→ WRITTEN REQUEST
Update the listing from the line with "Exercise. Point out every instance of the white cloud" through the line with "Exercise. Point out every instance of the iron finial" by putting "pin" wherever "marker" appears, and change nothing else.
>>
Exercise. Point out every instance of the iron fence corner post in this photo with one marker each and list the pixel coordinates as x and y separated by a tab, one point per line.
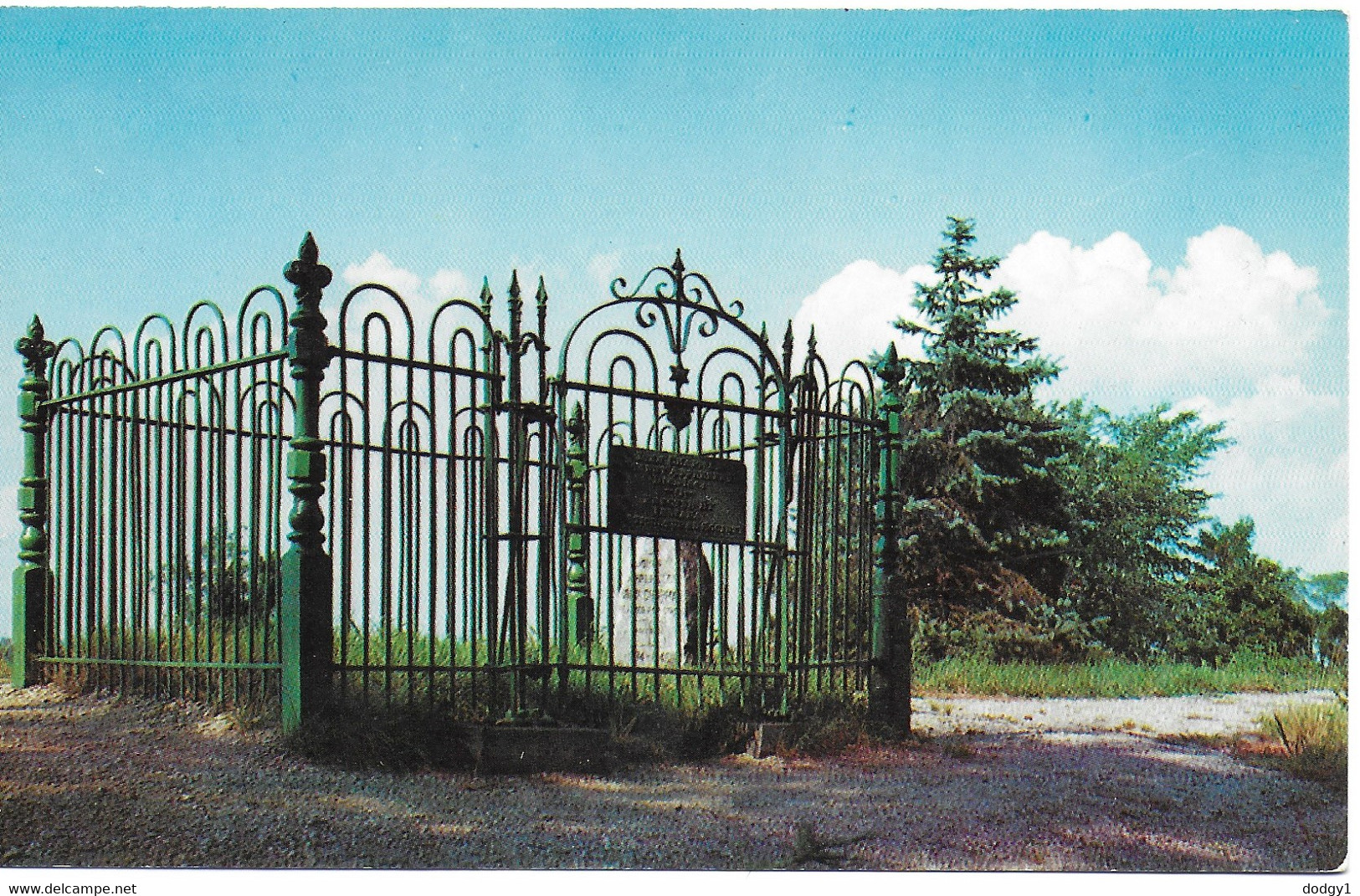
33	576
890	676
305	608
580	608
<<
>>
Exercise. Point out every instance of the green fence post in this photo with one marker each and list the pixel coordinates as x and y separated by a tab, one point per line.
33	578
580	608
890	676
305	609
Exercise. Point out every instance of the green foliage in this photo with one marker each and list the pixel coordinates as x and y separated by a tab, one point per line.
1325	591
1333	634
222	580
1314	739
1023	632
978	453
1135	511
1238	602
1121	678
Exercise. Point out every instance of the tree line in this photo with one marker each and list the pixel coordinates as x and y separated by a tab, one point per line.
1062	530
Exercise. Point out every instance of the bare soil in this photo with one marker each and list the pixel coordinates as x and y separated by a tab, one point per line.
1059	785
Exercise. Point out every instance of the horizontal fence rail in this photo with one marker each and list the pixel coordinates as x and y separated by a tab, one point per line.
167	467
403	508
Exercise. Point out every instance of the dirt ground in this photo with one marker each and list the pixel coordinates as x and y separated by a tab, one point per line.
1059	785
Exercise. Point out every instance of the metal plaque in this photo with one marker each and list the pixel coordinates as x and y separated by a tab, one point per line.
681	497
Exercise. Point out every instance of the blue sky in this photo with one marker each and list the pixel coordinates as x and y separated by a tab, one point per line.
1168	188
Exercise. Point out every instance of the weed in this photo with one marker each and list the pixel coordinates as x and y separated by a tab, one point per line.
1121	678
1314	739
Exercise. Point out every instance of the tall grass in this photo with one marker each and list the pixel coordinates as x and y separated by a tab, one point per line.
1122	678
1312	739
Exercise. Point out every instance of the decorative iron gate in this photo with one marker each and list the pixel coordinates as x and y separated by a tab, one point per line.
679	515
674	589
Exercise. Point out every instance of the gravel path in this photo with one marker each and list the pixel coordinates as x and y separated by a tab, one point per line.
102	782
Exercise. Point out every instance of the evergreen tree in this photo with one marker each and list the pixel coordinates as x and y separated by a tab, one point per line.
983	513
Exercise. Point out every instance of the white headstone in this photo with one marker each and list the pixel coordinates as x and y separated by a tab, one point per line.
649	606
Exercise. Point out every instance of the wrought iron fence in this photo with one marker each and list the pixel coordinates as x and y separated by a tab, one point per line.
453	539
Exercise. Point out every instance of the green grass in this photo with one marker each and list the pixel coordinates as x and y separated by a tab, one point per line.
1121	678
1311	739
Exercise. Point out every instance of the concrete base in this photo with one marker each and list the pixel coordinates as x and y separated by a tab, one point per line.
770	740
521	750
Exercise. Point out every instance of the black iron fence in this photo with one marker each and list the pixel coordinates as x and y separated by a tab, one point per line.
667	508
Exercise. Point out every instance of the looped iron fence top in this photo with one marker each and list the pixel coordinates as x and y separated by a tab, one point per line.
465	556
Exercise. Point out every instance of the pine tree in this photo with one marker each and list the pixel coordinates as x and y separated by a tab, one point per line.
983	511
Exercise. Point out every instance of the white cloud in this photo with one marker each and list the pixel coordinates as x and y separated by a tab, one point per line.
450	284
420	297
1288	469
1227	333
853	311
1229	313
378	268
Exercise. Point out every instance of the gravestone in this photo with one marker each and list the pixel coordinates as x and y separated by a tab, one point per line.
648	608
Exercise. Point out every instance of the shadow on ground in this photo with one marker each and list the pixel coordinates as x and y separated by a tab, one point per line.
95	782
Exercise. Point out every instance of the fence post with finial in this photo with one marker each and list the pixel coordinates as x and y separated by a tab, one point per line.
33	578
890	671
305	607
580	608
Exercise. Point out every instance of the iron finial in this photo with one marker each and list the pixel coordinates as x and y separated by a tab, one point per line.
<<
→ TASK ANSWER
Exercise. Point out every instance of the white cloud in this photo with one pin each and list the pixel coordinates as x and y separated by a tab, one point per line.
450	284
420	297
1288	469
1227	333
853	311
1229	313
378	268
Exercise. Point out every instance of the gravestone in this photo with one pin each and list the pixel coordinates as x and y separated by a tab, one point per line.
648	608
Exercise. Point out every instance of the shadow on ground in this photo with one pin each and list the pixel coordinates as x and y separated by a tab, one point per line.
95	782
Exercise. Point out every instance of the fence post with finial in this photo with one pin each and list the pixel coordinates as x and y separated by a tab, one point per line.
33	578
890	671
305	607
580	608
Exercise. Point out every instance of the iron finial in this photo with one pin each and list the pixel coordinates as x and y separated by a tab, one point per line.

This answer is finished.